WHAT YOU NEED TO DO - In the entries below, find each line bearing the string "power" and copy it.

RECORDS SHOWN -
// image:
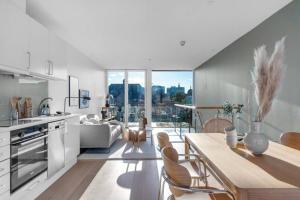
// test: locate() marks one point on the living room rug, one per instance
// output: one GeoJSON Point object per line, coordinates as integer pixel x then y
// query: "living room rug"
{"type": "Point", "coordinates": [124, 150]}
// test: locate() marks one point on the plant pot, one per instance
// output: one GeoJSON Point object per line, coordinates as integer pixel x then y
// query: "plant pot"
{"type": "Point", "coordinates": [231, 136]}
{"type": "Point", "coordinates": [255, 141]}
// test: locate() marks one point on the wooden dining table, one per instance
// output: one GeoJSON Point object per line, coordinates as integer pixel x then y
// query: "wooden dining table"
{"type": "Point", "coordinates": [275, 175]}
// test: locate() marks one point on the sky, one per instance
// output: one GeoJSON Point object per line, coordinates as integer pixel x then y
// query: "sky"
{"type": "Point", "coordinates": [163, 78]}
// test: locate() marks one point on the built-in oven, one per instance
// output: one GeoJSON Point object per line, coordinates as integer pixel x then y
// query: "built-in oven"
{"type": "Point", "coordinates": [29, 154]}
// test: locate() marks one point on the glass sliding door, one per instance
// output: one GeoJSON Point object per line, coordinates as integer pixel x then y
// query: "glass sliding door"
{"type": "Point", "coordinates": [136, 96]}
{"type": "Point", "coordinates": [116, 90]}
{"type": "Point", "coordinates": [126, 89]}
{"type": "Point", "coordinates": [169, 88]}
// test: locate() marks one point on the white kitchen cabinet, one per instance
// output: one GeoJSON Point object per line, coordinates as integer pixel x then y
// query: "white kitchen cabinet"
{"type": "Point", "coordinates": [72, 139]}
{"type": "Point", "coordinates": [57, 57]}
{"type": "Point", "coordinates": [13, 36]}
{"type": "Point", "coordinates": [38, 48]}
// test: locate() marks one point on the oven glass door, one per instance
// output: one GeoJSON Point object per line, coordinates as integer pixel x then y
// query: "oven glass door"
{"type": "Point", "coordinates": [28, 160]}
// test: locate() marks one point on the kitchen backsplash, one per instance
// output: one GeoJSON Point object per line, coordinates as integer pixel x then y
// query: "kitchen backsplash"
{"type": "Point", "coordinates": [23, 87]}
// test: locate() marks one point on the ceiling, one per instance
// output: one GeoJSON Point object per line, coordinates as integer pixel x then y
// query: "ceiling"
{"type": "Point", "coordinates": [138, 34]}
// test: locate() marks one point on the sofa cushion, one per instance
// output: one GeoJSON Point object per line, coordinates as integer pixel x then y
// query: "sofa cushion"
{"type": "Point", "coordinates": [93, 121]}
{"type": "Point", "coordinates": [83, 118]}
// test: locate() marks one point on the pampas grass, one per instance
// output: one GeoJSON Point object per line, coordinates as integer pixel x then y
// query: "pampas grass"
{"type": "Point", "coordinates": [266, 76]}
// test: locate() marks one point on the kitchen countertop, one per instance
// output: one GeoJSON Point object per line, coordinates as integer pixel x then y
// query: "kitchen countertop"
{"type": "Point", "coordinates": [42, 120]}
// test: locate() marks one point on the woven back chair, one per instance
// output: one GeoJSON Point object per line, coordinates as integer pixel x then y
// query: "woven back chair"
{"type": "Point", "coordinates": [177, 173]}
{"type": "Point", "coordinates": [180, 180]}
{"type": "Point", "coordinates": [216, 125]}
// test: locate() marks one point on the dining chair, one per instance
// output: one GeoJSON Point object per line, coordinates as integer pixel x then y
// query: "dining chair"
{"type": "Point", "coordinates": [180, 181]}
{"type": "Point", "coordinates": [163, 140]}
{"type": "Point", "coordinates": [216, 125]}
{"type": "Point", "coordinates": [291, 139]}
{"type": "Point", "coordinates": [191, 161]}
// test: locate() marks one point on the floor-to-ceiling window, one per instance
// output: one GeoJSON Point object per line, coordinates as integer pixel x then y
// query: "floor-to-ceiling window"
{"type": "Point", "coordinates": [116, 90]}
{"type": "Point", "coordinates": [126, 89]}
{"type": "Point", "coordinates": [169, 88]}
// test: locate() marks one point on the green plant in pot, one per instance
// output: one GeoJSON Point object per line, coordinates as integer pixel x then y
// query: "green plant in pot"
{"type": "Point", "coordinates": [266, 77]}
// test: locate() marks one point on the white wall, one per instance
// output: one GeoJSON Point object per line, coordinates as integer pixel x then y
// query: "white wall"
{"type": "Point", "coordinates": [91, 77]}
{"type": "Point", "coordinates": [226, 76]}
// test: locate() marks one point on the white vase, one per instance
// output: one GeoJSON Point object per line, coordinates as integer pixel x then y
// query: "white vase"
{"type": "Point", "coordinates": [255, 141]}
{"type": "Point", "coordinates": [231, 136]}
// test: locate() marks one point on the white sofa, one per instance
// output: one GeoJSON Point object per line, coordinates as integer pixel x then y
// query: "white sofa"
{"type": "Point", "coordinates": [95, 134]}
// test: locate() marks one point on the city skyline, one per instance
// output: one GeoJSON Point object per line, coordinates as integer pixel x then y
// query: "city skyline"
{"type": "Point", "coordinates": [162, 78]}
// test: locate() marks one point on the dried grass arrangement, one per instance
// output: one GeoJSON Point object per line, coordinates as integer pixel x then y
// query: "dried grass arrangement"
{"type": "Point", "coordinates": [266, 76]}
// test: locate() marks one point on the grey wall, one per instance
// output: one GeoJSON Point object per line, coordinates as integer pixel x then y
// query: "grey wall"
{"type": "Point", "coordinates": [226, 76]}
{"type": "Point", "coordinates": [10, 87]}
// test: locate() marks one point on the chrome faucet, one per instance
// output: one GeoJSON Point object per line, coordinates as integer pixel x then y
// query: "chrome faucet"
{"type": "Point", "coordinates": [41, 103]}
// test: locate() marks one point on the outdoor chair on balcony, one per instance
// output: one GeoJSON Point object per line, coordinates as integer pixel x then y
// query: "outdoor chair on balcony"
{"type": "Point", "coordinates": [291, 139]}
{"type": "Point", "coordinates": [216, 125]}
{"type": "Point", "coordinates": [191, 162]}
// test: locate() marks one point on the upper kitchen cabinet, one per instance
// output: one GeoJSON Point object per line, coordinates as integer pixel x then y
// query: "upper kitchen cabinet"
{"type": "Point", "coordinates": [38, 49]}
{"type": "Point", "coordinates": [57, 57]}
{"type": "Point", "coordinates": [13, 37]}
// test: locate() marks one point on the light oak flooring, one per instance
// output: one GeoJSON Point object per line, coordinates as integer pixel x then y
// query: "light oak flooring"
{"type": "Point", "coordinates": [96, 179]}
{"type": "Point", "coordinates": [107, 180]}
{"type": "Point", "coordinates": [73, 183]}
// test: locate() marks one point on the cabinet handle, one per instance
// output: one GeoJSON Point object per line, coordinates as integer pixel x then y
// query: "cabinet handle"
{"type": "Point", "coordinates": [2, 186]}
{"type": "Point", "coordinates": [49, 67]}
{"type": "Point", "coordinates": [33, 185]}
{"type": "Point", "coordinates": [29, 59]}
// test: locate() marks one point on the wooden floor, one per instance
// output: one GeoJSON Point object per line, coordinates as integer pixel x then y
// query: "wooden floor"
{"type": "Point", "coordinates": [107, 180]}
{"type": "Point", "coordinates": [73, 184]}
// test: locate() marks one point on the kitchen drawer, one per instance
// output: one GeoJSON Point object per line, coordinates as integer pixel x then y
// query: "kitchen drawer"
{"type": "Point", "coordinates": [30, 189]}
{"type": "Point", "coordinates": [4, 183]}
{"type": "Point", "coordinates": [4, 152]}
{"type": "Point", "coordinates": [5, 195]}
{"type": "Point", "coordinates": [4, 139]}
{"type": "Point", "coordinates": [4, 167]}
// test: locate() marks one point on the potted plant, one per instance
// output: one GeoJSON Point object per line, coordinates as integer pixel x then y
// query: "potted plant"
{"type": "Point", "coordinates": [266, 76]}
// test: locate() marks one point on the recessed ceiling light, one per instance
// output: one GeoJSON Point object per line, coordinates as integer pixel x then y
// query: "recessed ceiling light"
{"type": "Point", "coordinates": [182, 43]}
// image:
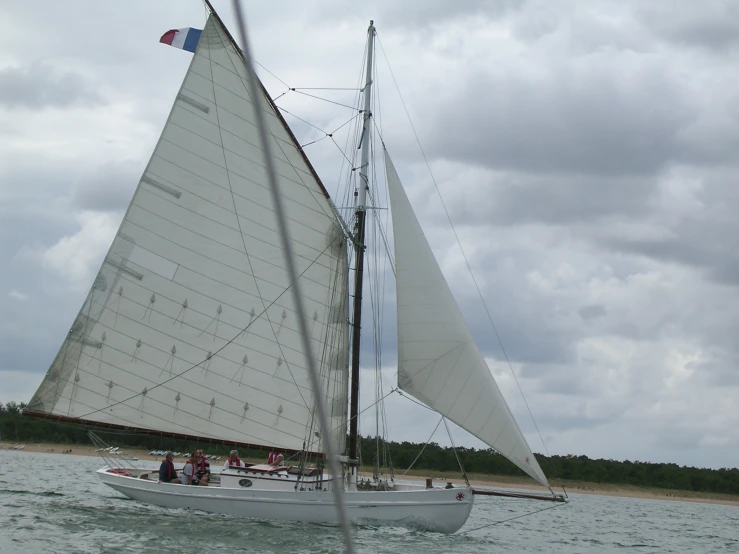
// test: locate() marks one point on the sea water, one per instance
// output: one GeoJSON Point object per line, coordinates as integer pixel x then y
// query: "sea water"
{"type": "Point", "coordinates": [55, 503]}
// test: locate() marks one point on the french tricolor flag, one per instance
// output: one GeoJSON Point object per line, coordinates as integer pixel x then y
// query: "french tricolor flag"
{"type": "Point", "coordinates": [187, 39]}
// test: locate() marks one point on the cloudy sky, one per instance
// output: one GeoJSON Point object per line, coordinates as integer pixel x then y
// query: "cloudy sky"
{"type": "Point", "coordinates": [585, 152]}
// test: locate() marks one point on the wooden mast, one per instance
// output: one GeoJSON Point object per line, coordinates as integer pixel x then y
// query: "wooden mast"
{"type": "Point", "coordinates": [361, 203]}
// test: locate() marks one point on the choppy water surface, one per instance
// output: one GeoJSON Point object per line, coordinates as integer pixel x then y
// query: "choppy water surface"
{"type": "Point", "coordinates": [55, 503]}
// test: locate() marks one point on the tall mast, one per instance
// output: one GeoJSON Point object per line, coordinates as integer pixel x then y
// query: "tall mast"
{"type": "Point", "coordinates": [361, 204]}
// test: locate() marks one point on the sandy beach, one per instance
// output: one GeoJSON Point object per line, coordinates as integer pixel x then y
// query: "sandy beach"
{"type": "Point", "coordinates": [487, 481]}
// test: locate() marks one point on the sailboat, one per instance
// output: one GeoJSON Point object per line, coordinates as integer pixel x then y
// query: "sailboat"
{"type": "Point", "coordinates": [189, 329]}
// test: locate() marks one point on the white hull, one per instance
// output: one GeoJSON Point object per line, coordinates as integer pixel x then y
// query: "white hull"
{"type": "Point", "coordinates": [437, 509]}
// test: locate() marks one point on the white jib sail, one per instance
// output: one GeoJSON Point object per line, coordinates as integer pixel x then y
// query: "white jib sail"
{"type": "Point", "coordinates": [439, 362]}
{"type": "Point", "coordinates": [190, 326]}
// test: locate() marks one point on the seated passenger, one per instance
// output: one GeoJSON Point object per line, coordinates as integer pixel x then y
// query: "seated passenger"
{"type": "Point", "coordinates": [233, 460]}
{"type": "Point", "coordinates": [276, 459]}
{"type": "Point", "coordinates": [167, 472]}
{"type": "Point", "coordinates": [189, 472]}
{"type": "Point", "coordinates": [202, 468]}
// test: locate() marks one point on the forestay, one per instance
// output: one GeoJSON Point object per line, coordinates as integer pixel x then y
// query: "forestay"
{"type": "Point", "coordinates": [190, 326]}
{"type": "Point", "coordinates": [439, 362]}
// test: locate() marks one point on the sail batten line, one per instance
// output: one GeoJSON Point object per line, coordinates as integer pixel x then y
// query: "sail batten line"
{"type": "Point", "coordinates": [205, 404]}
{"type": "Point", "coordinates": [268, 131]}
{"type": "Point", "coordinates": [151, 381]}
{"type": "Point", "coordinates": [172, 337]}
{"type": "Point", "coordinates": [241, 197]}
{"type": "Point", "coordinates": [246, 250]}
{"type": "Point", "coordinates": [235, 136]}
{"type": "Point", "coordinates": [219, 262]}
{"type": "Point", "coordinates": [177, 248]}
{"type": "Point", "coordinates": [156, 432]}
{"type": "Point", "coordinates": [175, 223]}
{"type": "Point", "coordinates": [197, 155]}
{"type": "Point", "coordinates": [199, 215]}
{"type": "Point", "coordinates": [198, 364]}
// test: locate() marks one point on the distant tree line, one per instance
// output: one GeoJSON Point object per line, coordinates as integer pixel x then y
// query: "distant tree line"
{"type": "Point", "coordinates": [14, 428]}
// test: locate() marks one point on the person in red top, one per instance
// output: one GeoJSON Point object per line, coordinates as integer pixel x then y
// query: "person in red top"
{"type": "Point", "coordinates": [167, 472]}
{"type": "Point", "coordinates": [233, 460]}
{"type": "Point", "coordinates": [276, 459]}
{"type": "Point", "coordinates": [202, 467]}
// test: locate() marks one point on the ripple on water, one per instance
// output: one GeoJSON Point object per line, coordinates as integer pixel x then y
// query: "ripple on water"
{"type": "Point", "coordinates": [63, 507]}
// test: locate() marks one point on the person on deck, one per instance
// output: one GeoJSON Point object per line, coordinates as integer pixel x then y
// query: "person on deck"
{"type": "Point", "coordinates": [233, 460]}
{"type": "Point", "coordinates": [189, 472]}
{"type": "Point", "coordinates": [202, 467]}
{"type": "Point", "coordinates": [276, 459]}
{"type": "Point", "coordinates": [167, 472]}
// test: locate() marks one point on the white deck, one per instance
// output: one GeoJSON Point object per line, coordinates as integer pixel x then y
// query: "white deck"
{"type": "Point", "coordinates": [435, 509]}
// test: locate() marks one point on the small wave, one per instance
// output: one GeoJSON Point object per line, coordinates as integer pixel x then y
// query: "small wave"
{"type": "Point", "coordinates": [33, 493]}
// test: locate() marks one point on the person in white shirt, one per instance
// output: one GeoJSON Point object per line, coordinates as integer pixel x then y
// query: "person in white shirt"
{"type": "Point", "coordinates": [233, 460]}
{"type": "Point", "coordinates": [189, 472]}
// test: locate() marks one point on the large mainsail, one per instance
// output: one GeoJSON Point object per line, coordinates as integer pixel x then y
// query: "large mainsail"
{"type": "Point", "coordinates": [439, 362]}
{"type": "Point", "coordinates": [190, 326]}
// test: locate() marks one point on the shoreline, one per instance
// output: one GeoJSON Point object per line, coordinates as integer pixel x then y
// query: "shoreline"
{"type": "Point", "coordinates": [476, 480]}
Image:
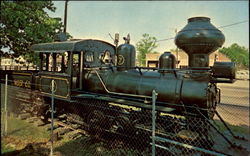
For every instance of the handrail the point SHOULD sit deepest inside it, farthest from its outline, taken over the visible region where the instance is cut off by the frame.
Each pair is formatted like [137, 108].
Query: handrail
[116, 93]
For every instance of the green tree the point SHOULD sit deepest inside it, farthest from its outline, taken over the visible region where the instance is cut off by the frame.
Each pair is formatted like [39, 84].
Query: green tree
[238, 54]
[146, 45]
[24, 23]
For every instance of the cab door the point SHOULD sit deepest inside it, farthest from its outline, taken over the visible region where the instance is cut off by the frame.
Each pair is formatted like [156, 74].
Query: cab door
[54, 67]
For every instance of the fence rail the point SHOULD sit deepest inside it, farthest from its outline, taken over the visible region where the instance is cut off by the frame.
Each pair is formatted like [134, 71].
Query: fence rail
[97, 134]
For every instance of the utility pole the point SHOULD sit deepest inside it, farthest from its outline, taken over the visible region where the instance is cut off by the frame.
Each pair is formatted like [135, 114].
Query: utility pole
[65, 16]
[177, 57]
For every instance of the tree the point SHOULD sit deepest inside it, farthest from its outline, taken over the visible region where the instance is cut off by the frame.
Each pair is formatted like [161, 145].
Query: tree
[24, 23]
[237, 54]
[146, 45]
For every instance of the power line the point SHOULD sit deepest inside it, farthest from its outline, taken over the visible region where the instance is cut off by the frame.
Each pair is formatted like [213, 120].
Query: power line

WRITTEN SOLUTION -
For every instance of the power line the point SHOULD sit deepest inside it, farthest from its outline, taken over the visible region where the instance is cut off by the frame.
Query: power line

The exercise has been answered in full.